* _Texte à lire_:
§
Quelle intelligence pour les « frontières intelligentes » ?

De plus en plus, je me méfie de tout ce qui est smart. Smartphones, smartcities, smartgrids, smartmachins et smarttrucs : téléphones, villes, réseaux, on a le sentiment que tout est voué à devenir “intelligent”. Tant d’intelligence donne le tournis car, en matière technologique comme en matière humaine, il faut toujours garder un peu de circonspection pour quelque chose – ou quelqu’un – qui s’annonce d’emblée comme plus « intelligent » que le reste.

Prenons l’exemple des smartborders, les « frontières intelligentes ». En février 2013, la commissaire aux affaires intérieures de l’Union Européenne, Cécilia Malmström a dévoilé le projet de la Commission : doter l’Union de « frontières intelligentes ». Qu’est-ce que ça signifie ?

Ca signifie avoir recours à deux outils technologiques. D’un côté, un « Programme pour voyageur enregistré » qui permettrait à des personnes se rendant souvent dans l’Union européenne d’y entrer en quelques secondes : grâce à un enregistrement préalable, à une carte et un numéro d’identification. Pourront aspirer à bénéficier de ce programme des hommes d’affaires, des étudiants, des chercheurs, des gens qui apportent quelque chose à l’Europe. D’un autre côté, un nouveau « Système Entrée/Sortie » qui permettrait de renforcer les contrôles sur l’identité et la durée du séjour des voyageurs entrant dans l’Union avec un visa. L’idée c’est de substituer aux cachets et à l’enregistrement manuel un enregistrement électronique – puis biométrique – qui permette d’alerter rapidement les autorités nationales en cas de dépassement des durées de séjour autorisées. 13 pays de l’Union ont déjà de tels systèmes à disposition, mais ils ne sont pas interconnectés. Aujourd’hui, on est incapable de savoir si quelqu’un entré en France avec un visa est ressorti ou pas de l’Union européenne. Si tel était le cas, on pourrait bien contrôler l’immigration illégale, car tel est le but, évidemment.

smartborders
Image : le système EasyPass de l’aéroport de Francfort qui scanne et vérifie les passeports électroniques. Via la Commission Européenne.

Plusieurs remarques, pour cerner l’intelligence à venir des frontières.
§
* _Problème posé A_: Comptez les lignes de la liste qui contiennent le mot « metal », en tenant compte de la casse. Donnez seulement ce nombre.
Le texte et la liste qui suit proviennent de sources différentes.
§
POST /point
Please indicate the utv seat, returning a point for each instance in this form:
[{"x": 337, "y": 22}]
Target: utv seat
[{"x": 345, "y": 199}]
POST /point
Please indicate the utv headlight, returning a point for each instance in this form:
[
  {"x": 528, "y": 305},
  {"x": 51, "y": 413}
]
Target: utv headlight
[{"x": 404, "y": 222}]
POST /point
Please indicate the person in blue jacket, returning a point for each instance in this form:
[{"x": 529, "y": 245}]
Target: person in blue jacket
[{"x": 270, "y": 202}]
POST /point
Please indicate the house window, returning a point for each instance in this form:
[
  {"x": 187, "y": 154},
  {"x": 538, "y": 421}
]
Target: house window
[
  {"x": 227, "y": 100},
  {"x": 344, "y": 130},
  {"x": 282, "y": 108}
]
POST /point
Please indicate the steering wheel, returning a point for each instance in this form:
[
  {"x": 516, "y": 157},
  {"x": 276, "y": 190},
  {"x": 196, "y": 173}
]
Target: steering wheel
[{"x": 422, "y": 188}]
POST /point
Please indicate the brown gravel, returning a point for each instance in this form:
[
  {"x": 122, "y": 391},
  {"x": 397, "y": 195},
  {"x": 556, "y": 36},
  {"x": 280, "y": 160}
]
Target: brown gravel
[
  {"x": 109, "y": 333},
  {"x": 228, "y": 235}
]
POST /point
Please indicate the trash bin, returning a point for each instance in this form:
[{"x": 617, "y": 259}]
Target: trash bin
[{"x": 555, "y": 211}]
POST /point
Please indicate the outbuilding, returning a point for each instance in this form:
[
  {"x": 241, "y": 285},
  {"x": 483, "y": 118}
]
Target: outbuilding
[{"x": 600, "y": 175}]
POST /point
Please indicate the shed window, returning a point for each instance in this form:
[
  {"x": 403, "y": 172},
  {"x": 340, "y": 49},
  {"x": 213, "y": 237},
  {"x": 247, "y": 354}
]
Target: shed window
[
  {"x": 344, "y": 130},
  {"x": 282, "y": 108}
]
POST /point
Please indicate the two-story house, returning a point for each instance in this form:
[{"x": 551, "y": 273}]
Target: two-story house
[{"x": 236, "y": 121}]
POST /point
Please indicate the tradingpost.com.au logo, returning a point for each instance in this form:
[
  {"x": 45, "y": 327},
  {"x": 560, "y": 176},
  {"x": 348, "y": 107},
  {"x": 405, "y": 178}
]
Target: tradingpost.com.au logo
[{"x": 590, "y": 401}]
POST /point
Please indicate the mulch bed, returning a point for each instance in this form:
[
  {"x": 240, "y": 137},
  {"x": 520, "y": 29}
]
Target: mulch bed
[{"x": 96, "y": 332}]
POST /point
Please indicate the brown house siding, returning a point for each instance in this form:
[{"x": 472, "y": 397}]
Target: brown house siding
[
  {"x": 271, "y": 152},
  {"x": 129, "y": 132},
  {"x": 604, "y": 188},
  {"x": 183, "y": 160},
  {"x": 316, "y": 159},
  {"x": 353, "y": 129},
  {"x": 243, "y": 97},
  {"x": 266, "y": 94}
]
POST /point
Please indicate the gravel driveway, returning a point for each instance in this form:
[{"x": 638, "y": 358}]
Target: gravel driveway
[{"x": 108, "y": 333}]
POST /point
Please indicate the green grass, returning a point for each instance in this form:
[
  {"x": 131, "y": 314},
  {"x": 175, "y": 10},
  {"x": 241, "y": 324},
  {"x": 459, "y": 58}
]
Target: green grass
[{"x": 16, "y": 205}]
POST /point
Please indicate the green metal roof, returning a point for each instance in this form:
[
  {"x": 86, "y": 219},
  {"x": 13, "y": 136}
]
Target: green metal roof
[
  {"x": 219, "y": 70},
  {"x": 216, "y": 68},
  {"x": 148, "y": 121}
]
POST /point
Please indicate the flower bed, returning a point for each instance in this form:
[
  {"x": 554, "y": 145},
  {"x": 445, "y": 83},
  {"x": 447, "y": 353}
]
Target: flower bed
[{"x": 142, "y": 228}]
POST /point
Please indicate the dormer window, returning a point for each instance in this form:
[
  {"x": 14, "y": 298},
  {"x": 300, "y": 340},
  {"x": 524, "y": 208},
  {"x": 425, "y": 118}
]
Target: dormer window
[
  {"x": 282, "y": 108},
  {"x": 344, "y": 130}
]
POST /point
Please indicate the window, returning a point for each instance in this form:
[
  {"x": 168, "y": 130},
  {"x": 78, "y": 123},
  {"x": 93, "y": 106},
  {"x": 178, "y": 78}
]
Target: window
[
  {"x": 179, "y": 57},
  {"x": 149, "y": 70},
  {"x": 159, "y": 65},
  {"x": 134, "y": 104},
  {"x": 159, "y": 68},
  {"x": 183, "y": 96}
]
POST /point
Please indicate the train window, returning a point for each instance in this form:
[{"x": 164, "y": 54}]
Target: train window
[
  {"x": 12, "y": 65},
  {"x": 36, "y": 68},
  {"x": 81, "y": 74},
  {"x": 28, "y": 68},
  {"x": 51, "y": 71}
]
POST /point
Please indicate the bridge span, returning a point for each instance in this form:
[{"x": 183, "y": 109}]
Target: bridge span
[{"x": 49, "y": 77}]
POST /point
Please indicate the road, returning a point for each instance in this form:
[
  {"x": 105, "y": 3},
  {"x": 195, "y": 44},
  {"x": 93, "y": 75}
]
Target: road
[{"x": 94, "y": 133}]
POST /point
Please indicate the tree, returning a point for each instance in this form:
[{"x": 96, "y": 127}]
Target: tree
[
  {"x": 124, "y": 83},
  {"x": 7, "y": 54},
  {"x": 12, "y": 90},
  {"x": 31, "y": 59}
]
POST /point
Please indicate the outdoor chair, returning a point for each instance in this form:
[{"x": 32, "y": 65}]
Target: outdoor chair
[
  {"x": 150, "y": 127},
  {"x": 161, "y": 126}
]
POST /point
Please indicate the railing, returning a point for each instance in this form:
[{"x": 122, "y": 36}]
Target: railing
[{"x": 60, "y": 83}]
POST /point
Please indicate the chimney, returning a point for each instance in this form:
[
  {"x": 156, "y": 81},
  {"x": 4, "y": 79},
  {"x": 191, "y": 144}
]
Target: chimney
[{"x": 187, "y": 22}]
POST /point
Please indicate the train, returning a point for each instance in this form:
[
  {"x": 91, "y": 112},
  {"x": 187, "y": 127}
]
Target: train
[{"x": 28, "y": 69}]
§
* _Problème posé B_: Recopiez à l'identique, dans le texte sur les frontières intelligentes, tout ce qui va de « Quelle intelligence pour » jusqu'à « que le reste. ».

* _Solution A_: 2

* _Solution B_:
Quelle intelligence pour les « frontières intelligentes » ?

De plus en plus, je me méfie de tout ce qui est smart. Smartphones, smartcities, smartgrids, smartmachins et smarttrucs : téléphones, villes, réseaux, on a le sentiment que tout est voué à devenir “intelligent”. Tant d’intelligence donne le tournis car, en matière technologique comme en matière humaine, il faut toujours garder un peu de circonspection pour quelque chose – ou quelqu’un – qui s’annonce d’emblée comme plus « intelligent » que le reste.